** Opening SUPPLIED DATA block **

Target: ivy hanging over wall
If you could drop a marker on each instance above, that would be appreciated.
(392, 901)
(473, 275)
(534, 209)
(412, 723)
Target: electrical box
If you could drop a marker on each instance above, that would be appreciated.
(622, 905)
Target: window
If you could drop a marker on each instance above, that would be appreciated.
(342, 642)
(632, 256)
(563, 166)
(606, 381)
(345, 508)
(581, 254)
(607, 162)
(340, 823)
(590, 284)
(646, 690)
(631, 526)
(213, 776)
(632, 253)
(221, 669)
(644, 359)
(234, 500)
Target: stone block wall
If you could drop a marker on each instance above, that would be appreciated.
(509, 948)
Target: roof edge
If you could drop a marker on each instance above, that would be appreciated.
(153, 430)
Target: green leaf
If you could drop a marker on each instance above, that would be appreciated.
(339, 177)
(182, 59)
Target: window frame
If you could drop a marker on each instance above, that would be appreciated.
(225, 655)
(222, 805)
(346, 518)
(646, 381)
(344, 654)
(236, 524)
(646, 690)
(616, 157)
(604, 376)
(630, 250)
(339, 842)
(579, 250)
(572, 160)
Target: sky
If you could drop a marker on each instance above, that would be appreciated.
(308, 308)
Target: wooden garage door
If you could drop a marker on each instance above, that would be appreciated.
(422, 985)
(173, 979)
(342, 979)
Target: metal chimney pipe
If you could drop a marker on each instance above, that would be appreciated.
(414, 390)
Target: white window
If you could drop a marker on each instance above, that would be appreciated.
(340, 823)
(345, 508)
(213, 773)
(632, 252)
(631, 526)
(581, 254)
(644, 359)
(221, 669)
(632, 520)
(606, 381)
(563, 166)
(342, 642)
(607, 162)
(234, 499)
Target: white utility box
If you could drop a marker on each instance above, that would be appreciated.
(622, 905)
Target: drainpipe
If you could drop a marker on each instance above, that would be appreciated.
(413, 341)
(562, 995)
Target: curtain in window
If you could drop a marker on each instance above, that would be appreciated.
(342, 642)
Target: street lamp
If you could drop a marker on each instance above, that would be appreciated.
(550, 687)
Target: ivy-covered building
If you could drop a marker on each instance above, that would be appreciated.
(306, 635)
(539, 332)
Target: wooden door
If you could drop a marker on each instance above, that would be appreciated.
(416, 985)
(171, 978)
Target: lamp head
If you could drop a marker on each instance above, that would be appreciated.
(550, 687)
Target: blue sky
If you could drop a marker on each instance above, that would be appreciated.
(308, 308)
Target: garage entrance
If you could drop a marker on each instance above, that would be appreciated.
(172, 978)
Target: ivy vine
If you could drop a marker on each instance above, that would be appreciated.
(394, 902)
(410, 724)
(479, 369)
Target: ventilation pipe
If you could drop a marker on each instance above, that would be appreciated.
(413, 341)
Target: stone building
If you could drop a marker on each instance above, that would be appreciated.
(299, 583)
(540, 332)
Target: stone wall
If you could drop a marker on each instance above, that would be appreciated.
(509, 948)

** Closing SUPPLIED DATA block **
** Opening SUPPLIED DATA block **

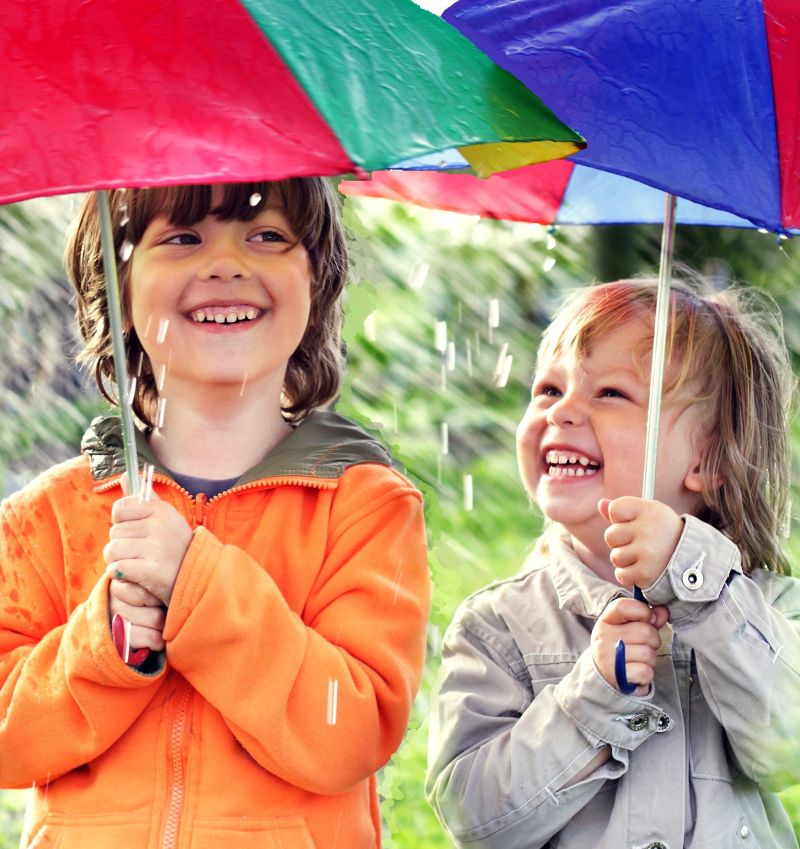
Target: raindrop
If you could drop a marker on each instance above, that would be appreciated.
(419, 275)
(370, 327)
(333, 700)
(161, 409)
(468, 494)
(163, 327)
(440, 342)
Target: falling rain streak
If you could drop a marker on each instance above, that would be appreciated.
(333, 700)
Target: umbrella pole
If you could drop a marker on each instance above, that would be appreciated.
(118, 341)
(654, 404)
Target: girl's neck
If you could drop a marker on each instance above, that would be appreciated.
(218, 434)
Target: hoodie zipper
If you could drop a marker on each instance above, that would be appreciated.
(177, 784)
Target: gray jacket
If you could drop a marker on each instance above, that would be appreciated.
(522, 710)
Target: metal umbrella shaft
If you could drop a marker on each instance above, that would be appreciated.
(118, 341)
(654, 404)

** Closing SUPPLIED DATA block **
** Opening SUPPLIED DATA block **

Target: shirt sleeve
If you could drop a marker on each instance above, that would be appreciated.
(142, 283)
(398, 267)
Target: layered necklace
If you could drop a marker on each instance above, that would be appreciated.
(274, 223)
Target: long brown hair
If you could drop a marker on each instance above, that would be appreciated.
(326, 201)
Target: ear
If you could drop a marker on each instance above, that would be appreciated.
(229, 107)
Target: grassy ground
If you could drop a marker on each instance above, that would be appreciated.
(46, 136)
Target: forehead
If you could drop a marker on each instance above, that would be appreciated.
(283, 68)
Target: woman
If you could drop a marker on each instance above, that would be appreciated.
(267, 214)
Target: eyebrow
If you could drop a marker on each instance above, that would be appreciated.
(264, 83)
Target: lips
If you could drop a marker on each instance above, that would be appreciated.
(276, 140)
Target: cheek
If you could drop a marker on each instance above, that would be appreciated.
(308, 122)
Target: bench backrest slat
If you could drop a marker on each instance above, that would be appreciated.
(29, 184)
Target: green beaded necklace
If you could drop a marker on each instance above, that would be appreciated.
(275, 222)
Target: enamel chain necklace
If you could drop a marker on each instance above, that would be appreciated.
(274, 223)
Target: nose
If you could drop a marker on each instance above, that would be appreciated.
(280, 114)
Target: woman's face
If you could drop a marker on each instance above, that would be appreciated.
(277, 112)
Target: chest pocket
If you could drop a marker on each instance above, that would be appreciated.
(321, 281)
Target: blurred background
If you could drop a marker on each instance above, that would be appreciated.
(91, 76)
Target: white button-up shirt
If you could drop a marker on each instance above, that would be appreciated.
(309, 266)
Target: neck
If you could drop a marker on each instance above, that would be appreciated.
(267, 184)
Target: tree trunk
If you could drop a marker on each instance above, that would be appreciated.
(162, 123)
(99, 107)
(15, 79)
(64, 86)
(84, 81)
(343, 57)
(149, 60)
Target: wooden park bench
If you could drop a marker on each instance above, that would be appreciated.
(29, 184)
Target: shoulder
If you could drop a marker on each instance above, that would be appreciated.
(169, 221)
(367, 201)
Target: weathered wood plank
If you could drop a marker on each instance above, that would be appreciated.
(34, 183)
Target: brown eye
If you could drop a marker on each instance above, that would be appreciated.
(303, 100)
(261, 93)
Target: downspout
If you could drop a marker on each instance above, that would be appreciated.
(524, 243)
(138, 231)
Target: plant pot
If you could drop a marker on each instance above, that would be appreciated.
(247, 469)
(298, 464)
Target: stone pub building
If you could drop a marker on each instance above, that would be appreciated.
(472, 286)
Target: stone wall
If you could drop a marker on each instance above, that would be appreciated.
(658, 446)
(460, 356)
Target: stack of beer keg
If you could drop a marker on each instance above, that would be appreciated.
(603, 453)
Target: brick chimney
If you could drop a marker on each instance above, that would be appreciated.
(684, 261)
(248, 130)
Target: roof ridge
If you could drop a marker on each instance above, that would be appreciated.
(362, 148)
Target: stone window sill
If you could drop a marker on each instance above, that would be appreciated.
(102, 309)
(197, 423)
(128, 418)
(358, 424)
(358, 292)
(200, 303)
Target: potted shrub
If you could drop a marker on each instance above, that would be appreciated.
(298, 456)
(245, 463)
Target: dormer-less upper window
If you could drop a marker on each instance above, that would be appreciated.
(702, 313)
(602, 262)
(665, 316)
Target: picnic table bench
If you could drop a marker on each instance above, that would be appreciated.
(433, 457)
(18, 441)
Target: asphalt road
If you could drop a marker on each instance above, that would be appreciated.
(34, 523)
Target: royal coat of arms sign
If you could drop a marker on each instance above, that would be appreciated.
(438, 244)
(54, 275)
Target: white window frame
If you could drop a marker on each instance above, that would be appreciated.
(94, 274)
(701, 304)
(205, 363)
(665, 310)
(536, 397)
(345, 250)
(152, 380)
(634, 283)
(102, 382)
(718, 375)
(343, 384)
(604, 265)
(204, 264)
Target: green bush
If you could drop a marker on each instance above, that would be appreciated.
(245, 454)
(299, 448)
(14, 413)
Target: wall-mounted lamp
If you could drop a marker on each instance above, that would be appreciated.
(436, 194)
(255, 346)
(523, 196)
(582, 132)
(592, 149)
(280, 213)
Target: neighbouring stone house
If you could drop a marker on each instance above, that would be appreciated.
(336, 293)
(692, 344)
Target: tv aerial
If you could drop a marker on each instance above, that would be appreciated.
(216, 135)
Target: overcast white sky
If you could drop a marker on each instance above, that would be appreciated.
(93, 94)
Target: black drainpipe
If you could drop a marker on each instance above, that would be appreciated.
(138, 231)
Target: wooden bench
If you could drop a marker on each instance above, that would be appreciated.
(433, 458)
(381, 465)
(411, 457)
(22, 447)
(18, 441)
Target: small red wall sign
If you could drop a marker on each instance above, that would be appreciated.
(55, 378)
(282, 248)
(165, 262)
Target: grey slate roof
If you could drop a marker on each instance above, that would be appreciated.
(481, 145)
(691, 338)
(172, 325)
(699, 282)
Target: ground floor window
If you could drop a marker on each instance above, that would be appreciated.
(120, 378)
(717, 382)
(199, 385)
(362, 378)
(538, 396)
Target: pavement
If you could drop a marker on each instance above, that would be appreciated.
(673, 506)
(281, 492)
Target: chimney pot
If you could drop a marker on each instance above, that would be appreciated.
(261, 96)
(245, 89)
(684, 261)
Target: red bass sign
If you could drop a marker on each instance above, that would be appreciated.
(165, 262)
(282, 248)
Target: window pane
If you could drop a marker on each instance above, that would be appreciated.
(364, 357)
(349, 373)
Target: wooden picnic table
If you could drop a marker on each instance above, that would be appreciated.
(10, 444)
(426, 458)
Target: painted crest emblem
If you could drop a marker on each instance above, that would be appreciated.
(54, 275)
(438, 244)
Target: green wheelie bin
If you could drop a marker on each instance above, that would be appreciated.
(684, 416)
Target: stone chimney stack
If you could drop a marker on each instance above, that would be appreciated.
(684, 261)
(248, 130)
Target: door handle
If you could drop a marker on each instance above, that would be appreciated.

** Closing SUPPLIED DATA block **

__EXERCISE OBJECTIVE__
Please filter the data down to the lines containing the word "roof".

__TASK RESULT__
Target: roof edge
Target: roof ridge
Target: grey slate roof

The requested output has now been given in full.